## EXCERPT TO READ
8. Binary logistic regression models
Amy Atkinson
Lecture
Part 1: This part covers why it is important to understand binary logistic regression, and why it is not appropriate to run a linear regression model when the outcome is binary It also covers an introduction to binary logistic regression.
Part 2: This part introduces the concept of odds and odds ratios, and provides an example of how to calculate odds ratios manually (to aid in understanding about what odds and odds ratios represents).
Part 3: This part covers the assumptions of binary logistic regression when you have one categorical predictor
Part 4: This part covers how to run a binary logistic regression model with one categorical predictor in R, and how to interpret the output
Download all the lecture slides here in both .pptx and .pdf format.
Lab preparation
Before the lab, please watch the following short video. This walks you through how to perform a binary logistic regression model in R.
If you want to have a play around with the script yourself, the R markdown script and dataset can be downloaded here.
Lab
Overview
Today I’ll provide you with one main research questions which will require you to complete the statistical test covered in the lecture. You can work in groups or individually.
You can write your script as a .R or Rmd file. Use the lab preparation video and script, lecture slides, and previous content covered in the statistics modules to help you.
The presentation given at the start of the lab can be downloaded here.
Datasets
The datasets for this lab can be downloaded here.
Main research Question
You are interested in whether the country an individual lives (UK/Australia) predicts reptile ownership (Yes/No). The dataset to use is “reptile_data.csv”
In the dataset, the outcome variable (reptile) is coded as “Y” and “N”:
- Y = Yes
- N = No
To make sure we should all end up with the same output, set UK as your reference category.

## CHALLENGE 1
Restate the rows word for word, from the line with "# point at: leafy" up to and including the final line of the rows.

## DATA SECTION
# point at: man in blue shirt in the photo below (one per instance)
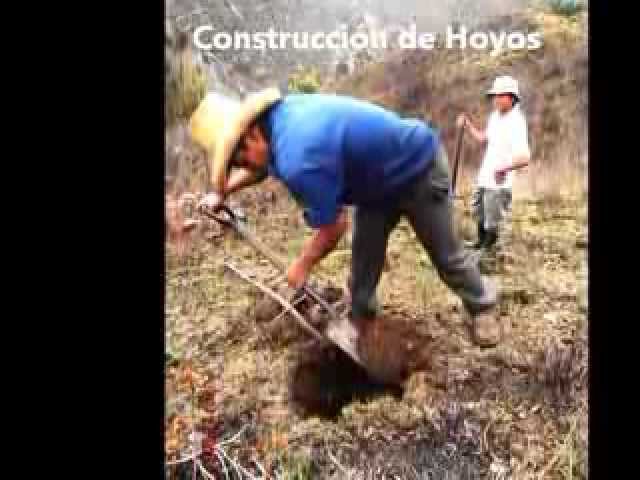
(333, 151)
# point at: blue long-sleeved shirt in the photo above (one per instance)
(332, 150)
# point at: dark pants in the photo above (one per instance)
(428, 207)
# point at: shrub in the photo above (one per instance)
(305, 80)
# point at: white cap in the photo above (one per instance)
(504, 84)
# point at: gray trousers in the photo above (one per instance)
(489, 206)
(428, 207)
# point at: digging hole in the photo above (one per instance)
(326, 379)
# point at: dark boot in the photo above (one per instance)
(490, 239)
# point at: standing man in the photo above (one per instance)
(507, 150)
(331, 151)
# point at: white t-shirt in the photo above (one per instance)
(506, 139)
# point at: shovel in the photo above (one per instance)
(339, 332)
(456, 162)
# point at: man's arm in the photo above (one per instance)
(518, 162)
(477, 134)
(323, 241)
(241, 178)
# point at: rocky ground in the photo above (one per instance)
(235, 365)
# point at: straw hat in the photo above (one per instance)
(219, 122)
(504, 84)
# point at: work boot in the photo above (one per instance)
(486, 328)
(481, 237)
(490, 239)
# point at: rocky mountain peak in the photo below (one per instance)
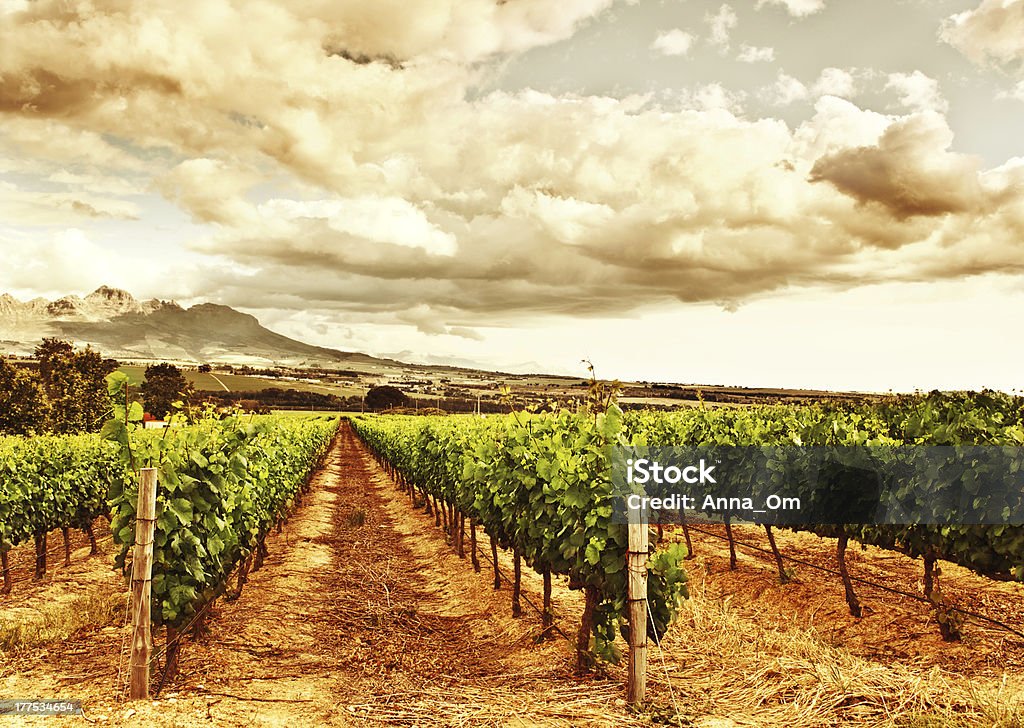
(112, 295)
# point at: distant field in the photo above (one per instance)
(243, 383)
(310, 413)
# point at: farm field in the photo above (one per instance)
(217, 381)
(364, 612)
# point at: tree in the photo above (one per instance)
(75, 386)
(23, 404)
(163, 386)
(385, 397)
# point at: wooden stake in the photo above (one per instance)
(141, 584)
(172, 650)
(65, 532)
(40, 555)
(636, 560)
(6, 572)
(472, 546)
(584, 659)
(494, 558)
(516, 584)
(732, 544)
(548, 617)
(782, 575)
(851, 597)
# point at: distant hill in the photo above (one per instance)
(112, 320)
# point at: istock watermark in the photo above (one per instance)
(795, 485)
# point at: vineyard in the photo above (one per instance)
(529, 489)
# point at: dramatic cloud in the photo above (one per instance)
(905, 173)
(798, 8)
(357, 164)
(918, 92)
(992, 32)
(674, 42)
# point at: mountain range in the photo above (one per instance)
(121, 327)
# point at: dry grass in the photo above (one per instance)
(724, 665)
(502, 701)
(24, 628)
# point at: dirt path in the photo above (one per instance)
(361, 612)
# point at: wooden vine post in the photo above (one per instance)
(141, 584)
(636, 561)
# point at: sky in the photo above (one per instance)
(820, 194)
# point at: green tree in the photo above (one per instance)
(385, 397)
(164, 385)
(23, 404)
(74, 382)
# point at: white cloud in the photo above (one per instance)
(674, 42)
(836, 82)
(1015, 92)
(387, 184)
(721, 25)
(993, 31)
(918, 91)
(787, 90)
(755, 54)
(797, 8)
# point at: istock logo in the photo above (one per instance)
(643, 471)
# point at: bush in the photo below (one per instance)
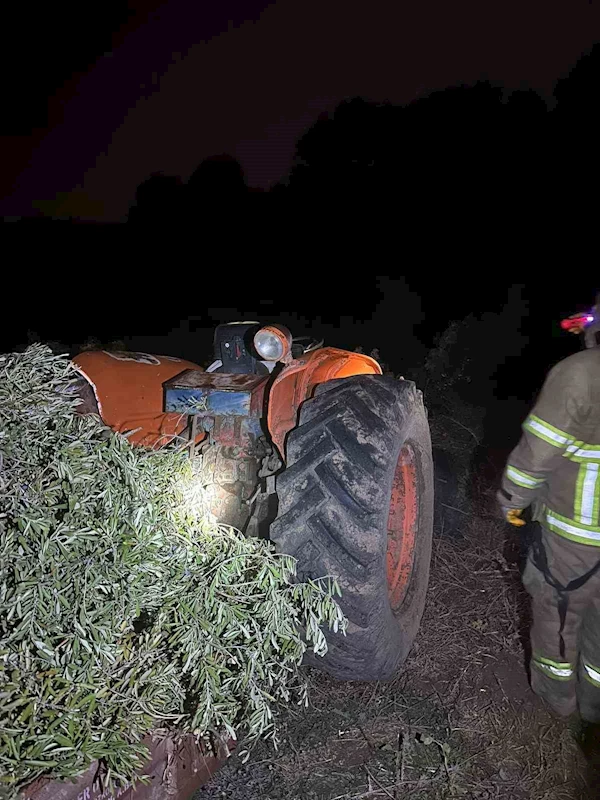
(122, 609)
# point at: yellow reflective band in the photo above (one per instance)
(592, 674)
(549, 433)
(571, 529)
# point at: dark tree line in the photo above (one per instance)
(471, 145)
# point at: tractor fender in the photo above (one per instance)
(128, 389)
(297, 382)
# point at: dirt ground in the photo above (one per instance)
(458, 721)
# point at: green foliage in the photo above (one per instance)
(122, 609)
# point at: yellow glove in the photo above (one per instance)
(513, 515)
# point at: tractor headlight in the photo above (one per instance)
(273, 343)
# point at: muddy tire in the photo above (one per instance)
(356, 502)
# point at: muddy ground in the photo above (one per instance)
(458, 721)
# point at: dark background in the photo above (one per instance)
(98, 98)
(455, 148)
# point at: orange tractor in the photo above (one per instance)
(308, 445)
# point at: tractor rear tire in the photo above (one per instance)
(356, 503)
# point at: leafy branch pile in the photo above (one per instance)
(122, 609)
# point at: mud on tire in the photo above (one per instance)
(344, 475)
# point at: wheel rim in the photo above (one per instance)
(402, 527)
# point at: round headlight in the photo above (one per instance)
(273, 343)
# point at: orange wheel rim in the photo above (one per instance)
(402, 527)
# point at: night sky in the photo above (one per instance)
(99, 97)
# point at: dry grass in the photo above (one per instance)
(459, 721)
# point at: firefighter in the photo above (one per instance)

## CHALLENGE 2
Quote the logistic regression lecture page from "If you want" up to and including "groups or individually.".

## CORRECT ANSWER 1
# point at: leafy branch pile in the photo above (one per instance)
(122, 609)
# point at: mud on tire in the photo above (one per instance)
(344, 475)
# point at: wheel rim in the photo above (one per instance)
(402, 527)
# point at: round headlight in the photo above (one per instance)
(273, 343)
# point at: orange wheel rim in the photo above (one per instance)
(402, 527)
# point at: night sky in the photo above (one per instance)
(99, 97)
# point at: dry grass in the photo above (one per instance)
(459, 721)
# point at: firefighter in the photo above (one per instance)

## CORRECT ANSWER 2
If you want to have a play around with the script yourself, the R markdown script and dataset can be downloaded here.
Lab
Overview
Today I’ll provide you with one main research questions which will require you to complete the statistical test covered in the lecture. You can work in groups or individually.